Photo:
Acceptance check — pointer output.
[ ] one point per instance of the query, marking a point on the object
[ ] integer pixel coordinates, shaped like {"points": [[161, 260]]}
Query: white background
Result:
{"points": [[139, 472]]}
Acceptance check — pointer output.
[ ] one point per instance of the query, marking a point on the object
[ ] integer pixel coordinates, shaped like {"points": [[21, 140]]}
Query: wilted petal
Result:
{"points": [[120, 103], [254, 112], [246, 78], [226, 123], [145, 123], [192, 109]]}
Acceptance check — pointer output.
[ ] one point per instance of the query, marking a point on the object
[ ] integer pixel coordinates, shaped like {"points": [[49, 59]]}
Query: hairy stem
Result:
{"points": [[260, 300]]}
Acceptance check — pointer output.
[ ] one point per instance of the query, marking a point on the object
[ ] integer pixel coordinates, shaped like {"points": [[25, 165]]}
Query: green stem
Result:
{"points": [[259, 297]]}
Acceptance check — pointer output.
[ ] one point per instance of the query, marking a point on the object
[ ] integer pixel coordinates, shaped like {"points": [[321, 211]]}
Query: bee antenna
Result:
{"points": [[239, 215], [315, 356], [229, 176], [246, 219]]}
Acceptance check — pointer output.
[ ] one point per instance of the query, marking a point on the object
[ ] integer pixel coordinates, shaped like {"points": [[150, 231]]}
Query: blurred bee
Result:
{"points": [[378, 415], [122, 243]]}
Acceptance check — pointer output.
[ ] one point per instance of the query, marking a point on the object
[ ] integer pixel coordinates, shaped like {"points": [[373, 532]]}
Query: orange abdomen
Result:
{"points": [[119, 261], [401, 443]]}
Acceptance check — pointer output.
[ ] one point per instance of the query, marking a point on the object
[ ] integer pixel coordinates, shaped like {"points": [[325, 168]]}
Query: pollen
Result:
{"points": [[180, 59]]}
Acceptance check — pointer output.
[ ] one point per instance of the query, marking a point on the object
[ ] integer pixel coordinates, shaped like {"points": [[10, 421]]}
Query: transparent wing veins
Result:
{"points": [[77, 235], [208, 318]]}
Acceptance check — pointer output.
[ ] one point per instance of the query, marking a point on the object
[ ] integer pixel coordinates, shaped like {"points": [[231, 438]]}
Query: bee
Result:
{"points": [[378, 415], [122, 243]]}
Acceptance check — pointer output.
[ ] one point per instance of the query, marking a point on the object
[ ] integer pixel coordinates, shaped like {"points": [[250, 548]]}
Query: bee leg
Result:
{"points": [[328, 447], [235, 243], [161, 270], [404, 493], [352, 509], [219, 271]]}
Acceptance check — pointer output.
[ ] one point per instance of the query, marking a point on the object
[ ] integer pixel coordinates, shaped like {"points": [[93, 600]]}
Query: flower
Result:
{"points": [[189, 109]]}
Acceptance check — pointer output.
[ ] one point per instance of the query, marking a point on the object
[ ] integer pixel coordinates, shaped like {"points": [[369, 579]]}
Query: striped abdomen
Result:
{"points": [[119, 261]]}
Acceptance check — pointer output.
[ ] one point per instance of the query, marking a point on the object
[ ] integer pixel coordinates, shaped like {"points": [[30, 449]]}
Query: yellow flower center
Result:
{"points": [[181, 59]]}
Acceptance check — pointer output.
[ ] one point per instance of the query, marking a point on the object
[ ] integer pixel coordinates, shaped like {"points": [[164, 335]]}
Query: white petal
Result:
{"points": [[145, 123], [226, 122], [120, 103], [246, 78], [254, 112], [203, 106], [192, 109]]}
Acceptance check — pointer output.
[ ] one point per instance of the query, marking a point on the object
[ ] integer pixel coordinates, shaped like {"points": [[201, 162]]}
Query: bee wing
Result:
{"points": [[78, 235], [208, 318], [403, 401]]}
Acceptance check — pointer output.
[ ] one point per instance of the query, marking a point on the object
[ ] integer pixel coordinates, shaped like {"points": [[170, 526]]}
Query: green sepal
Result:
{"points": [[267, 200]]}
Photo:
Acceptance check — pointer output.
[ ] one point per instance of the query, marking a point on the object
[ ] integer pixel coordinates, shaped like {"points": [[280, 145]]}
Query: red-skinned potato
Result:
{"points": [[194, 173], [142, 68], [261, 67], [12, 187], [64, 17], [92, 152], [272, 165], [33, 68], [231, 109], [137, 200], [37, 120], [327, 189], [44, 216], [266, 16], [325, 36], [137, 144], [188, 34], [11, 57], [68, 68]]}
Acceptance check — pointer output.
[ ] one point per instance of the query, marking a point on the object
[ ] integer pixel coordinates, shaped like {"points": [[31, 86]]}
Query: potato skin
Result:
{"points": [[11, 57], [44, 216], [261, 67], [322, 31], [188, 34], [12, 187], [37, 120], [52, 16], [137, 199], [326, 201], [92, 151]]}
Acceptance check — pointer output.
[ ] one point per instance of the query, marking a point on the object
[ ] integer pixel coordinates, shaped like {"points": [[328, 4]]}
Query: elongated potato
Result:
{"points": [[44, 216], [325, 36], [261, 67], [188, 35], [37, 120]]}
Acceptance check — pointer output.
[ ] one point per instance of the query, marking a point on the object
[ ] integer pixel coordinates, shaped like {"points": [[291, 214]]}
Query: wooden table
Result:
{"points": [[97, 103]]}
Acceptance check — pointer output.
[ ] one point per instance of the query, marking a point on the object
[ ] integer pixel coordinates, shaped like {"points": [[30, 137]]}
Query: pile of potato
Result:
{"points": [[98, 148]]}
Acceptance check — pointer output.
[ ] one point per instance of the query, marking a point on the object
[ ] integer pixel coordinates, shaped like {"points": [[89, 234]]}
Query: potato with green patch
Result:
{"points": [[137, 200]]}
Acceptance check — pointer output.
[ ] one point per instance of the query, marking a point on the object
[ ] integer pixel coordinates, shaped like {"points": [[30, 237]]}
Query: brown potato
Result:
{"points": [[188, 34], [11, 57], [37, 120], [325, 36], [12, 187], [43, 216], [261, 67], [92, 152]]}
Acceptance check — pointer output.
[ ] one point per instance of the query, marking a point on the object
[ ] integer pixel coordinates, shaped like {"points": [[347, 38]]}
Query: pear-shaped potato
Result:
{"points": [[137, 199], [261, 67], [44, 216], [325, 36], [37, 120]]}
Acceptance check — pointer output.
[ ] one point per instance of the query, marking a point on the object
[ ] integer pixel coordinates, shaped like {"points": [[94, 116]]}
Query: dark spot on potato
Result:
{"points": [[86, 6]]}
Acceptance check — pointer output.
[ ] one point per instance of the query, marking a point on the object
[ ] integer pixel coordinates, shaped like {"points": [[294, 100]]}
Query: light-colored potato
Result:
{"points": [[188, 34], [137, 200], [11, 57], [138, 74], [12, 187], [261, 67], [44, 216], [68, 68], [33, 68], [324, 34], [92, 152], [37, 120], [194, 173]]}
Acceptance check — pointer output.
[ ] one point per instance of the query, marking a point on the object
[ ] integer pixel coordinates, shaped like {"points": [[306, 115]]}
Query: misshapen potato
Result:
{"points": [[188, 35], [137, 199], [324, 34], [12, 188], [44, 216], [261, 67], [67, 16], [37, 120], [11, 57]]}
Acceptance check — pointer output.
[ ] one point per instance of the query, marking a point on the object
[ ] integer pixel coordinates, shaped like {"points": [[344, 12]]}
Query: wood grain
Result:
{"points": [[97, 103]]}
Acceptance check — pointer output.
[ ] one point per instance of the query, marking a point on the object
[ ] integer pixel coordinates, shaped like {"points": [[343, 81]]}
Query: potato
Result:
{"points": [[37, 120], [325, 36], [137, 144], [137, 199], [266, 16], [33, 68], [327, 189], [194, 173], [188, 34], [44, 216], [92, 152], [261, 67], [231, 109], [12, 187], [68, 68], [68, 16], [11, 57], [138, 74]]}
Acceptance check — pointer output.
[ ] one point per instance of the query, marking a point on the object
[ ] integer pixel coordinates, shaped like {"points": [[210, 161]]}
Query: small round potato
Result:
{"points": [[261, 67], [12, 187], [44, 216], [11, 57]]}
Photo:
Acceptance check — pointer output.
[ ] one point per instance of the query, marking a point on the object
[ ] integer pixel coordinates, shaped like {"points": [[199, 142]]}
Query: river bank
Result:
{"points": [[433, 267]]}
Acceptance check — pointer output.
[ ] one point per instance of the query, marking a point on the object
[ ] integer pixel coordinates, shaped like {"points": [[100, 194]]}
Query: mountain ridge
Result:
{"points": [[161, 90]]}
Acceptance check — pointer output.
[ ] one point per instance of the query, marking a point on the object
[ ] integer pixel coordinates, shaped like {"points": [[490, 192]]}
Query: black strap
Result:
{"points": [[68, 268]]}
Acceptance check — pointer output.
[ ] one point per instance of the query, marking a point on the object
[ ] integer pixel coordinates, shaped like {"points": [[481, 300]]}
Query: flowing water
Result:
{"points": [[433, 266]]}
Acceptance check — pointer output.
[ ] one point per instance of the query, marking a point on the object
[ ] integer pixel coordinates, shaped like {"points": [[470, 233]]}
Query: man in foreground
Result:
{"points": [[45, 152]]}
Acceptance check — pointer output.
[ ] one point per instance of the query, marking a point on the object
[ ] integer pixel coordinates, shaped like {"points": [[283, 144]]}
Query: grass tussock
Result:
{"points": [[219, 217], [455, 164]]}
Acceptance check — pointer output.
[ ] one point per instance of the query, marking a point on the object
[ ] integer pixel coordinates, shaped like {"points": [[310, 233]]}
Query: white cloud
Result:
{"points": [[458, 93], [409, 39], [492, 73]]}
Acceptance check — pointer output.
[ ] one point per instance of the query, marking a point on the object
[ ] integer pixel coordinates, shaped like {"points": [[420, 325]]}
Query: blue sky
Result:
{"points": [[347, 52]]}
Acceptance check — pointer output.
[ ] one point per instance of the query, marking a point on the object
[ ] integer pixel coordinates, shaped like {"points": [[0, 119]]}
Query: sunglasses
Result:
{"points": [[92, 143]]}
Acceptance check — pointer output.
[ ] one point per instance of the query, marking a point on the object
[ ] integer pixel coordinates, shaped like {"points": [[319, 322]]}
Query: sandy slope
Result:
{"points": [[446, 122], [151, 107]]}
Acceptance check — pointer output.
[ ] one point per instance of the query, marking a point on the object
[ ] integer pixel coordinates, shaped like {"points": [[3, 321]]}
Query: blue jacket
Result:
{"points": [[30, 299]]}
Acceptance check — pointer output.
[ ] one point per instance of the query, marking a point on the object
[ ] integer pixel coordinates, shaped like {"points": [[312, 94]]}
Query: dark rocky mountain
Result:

What is needed -> How many lines in the entries above contain the word "flower"? Treat matches as case-sensitive and reply with the number alone.

Finished answer -> 2